Yerel seçimlerle ilgili metinde "Sokakta, kahvede, otobüste, dost" sözcükleriyle başlayıp "yine de yadsınmamalı." sözcüklerine kadar, bu sözcükler de dahil, uzanan bölümü hiçbir değişiklik yapmadan aynen tekrarlayın.

======== Belge alıntısı ========

Yerel seçimlere 6 aydan kısa bir süre kaldı…
14 ve 28 Mayıs’ta istediğini alan Cumhur İttifakı, Mart 2024’te umduğunu bulabilecek mi?
Bugünkü ekonomik şartlar itibariyle dar gelirlilerin dışa vurduğu tepkinin sandıkta bir yankı uyandırma olasılığı her geçen gün artıyor.
Özellikle emeklilerin içine düştüğü geçim derdine acil çözüm bulunması gerekiyor ve adım atılmadan geçen her gün, Cumhur İttifakı’na eksi yazıyor.
Sokakta, kahvede, otobüste, dost sohbetinde kiminle konuşsam, ‘emekli, bugünleri unutmayacak’ diyor.
Geride kalan 22 yıl boyunca yaşadığımız seçim süreçleri düşünüldüğünde bu söze inanmak zor. Fakat yine de yadsınmamalı.

======== Alıntılanan satırlar ========

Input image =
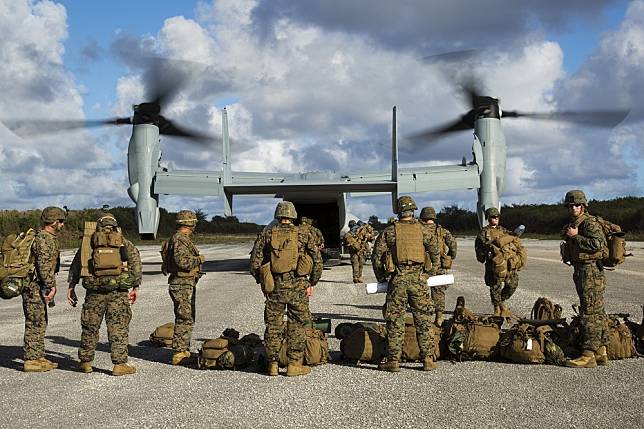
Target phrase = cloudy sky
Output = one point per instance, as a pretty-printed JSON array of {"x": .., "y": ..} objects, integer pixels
[{"x": 309, "y": 86}]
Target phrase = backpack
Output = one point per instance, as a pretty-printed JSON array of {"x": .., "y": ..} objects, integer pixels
[
  {"x": 544, "y": 309},
  {"x": 316, "y": 348},
  {"x": 471, "y": 337},
  {"x": 364, "y": 344},
  {"x": 621, "y": 344},
  {"x": 162, "y": 335},
  {"x": 615, "y": 241},
  {"x": 522, "y": 344},
  {"x": 411, "y": 350},
  {"x": 228, "y": 352},
  {"x": 107, "y": 249},
  {"x": 508, "y": 254},
  {"x": 284, "y": 249},
  {"x": 16, "y": 268}
]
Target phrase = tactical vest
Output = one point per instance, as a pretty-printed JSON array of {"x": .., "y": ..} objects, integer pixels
[
  {"x": 571, "y": 251},
  {"x": 107, "y": 258},
  {"x": 284, "y": 249},
  {"x": 409, "y": 248},
  {"x": 17, "y": 268},
  {"x": 168, "y": 264}
]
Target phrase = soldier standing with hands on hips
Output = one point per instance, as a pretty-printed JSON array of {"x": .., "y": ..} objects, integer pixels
[
  {"x": 184, "y": 266},
  {"x": 286, "y": 261},
  {"x": 404, "y": 246},
  {"x": 41, "y": 290}
]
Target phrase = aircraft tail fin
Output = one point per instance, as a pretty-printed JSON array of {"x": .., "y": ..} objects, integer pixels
[
  {"x": 394, "y": 159},
  {"x": 227, "y": 174}
]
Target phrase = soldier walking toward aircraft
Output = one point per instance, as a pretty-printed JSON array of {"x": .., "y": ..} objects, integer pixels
[
  {"x": 38, "y": 293},
  {"x": 183, "y": 263},
  {"x": 403, "y": 246},
  {"x": 356, "y": 251},
  {"x": 111, "y": 280},
  {"x": 584, "y": 248},
  {"x": 502, "y": 280},
  {"x": 286, "y": 261},
  {"x": 447, "y": 249}
]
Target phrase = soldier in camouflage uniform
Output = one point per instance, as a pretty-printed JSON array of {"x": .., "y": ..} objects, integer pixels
[
  {"x": 41, "y": 290},
  {"x": 584, "y": 248},
  {"x": 447, "y": 248},
  {"x": 500, "y": 289},
  {"x": 184, "y": 267},
  {"x": 400, "y": 253},
  {"x": 307, "y": 224},
  {"x": 109, "y": 297},
  {"x": 292, "y": 286}
]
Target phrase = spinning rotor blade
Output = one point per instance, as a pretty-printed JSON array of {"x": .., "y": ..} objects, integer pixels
[
  {"x": 595, "y": 118},
  {"x": 169, "y": 128},
  {"x": 465, "y": 122},
  {"x": 30, "y": 127}
]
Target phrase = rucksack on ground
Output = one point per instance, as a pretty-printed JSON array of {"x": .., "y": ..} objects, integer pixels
[
  {"x": 411, "y": 350},
  {"x": 544, "y": 309},
  {"x": 162, "y": 335},
  {"x": 508, "y": 254},
  {"x": 521, "y": 344},
  {"x": 364, "y": 344},
  {"x": 621, "y": 344},
  {"x": 316, "y": 348},
  {"x": 471, "y": 337},
  {"x": 16, "y": 267}
]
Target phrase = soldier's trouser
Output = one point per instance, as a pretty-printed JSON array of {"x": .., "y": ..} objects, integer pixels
[
  {"x": 502, "y": 290},
  {"x": 115, "y": 307},
  {"x": 183, "y": 296},
  {"x": 35, "y": 311},
  {"x": 590, "y": 283},
  {"x": 296, "y": 304},
  {"x": 408, "y": 287},
  {"x": 356, "y": 264}
]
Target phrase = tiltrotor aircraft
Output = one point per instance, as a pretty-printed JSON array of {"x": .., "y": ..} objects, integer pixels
[{"x": 320, "y": 195}]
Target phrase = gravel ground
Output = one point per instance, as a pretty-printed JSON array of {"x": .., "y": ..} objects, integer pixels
[{"x": 470, "y": 394}]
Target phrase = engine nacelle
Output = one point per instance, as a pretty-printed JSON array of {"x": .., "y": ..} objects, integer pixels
[{"x": 143, "y": 156}]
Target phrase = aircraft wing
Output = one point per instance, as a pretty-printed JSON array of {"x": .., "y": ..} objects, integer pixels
[
  {"x": 426, "y": 179},
  {"x": 212, "y": 183}
]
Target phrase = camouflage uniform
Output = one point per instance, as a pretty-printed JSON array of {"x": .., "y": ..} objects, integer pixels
[
  {"x": 46, "y": 254},
  {"x": 408, "y": 284},
  {"x": 186, "y": 258},
  {"x": 590, "y": 282},
  {"x": 500, "y": 289},
  {"x": 289, "y": 295},
  {"x": 447, "y": 247},
  {"x": 107, "y": 297}
]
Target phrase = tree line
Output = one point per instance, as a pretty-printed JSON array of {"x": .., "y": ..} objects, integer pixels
[
  {"x": 15, "y": 221},
  {"x": 546, "y": 219}
]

========

Yazılı yanıt:
Sokakta, kahvede, otobüste, dost sohbetinde kiminle konuşsam, ‘emekli, bugünleri unutmayacak’ diyor.
Geride kalan 22 yıl boyunca yaşadığımız seçim süreçleri düşünüldüğünde bu söze inanmak zor. Fakat yine de yadsınmamalı.